Stated task: Copy out every line in the material below that includes the word "desk".

Provided entries:

- - -

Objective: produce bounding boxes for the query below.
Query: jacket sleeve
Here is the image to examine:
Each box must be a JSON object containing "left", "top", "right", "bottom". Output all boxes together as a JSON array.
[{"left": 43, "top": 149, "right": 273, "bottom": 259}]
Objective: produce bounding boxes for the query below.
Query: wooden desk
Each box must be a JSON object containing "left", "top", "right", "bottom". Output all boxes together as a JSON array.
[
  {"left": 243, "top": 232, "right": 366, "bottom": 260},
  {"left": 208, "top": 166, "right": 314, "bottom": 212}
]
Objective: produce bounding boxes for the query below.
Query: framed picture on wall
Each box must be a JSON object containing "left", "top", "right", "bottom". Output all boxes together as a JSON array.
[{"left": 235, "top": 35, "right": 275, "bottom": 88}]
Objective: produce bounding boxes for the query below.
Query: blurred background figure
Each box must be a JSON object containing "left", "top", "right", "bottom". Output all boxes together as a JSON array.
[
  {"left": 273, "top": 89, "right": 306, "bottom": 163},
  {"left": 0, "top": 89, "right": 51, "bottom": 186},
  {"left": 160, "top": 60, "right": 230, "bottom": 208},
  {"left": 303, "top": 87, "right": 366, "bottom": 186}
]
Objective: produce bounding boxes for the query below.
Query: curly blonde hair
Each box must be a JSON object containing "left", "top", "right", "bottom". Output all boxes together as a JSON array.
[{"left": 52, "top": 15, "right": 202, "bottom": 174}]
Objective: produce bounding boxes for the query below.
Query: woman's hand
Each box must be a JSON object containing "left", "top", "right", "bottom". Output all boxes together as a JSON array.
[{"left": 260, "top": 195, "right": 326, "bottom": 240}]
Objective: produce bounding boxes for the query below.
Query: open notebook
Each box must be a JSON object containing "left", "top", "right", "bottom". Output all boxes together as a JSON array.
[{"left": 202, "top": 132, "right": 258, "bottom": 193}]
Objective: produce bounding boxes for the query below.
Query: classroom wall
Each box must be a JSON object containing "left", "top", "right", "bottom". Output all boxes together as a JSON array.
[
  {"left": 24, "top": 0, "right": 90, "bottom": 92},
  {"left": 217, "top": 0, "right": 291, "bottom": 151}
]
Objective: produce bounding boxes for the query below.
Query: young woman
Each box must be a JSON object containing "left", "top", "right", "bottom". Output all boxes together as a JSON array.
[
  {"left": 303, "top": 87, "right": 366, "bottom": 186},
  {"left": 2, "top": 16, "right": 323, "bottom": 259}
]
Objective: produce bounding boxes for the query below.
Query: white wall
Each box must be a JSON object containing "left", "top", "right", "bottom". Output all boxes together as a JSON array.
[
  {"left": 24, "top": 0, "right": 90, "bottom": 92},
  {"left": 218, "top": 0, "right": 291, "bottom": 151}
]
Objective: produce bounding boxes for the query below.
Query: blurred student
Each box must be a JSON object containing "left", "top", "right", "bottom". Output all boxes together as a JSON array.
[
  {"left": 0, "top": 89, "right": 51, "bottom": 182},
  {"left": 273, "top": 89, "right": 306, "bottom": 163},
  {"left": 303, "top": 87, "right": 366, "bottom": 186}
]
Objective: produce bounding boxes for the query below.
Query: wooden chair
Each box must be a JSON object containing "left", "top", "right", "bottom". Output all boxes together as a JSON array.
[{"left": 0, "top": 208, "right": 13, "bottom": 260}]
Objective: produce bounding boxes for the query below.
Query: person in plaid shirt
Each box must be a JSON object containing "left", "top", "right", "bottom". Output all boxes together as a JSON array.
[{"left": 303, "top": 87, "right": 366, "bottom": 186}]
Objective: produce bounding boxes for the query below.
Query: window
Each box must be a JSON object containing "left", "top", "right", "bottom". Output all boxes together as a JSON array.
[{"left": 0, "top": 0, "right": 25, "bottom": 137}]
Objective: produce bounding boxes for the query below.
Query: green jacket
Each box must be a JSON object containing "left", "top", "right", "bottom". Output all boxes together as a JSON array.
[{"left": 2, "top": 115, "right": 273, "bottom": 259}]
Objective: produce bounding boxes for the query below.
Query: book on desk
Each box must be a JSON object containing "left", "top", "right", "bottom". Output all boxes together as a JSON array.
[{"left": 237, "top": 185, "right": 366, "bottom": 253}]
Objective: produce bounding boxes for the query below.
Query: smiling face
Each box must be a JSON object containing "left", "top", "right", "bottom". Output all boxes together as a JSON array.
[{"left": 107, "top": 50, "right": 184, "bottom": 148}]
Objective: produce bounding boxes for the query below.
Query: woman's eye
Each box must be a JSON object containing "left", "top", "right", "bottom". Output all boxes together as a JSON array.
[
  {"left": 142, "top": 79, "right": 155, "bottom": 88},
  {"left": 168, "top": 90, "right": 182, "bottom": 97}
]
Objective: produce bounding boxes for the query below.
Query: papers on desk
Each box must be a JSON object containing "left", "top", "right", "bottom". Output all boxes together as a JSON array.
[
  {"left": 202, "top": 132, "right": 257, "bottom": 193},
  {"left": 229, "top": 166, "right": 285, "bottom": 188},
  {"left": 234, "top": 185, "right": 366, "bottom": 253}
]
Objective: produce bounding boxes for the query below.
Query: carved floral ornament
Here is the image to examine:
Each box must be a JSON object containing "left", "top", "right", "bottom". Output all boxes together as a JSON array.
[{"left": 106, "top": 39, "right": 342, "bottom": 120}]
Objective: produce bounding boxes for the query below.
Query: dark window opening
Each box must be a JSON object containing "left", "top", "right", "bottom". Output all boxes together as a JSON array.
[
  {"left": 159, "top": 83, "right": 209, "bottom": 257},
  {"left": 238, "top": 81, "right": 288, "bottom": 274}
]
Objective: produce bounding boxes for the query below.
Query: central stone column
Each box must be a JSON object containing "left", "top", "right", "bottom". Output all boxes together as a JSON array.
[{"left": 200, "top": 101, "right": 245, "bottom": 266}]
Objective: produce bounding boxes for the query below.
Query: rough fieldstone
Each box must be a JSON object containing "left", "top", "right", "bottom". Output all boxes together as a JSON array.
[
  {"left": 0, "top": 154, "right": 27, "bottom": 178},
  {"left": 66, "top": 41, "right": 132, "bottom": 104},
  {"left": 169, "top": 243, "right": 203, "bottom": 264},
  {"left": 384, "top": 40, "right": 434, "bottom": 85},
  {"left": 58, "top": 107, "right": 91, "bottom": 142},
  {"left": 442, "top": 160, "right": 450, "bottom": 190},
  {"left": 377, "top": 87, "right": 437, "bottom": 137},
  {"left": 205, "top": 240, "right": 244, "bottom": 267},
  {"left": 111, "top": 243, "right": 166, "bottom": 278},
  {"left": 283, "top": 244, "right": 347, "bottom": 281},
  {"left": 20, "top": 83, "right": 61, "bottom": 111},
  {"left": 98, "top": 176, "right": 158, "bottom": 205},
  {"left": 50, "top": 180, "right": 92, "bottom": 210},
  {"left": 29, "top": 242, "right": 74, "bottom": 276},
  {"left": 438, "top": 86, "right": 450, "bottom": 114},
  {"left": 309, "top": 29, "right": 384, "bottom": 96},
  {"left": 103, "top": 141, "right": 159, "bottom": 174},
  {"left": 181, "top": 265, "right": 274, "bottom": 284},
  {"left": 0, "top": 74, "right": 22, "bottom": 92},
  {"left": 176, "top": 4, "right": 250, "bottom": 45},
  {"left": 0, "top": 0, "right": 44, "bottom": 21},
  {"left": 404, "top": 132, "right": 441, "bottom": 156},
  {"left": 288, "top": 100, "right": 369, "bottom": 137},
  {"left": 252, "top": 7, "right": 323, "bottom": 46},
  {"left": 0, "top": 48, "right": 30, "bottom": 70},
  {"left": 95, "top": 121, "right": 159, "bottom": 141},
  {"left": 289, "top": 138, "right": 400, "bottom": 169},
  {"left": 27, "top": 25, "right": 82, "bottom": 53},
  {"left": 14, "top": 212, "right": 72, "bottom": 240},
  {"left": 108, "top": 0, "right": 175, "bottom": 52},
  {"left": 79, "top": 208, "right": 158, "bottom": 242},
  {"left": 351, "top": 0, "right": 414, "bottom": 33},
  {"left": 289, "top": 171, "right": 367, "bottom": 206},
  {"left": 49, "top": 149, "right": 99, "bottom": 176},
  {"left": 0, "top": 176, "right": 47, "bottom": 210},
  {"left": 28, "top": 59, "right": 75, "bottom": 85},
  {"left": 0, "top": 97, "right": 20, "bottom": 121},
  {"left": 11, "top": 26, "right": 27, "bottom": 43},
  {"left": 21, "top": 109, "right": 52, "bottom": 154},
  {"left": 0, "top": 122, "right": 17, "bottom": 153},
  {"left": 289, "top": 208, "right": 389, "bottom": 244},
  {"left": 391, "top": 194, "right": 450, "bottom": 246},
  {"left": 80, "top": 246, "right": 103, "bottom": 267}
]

- - -

Answer in full:
Query: wooden desk
Query: book on desk
Query: papers on desk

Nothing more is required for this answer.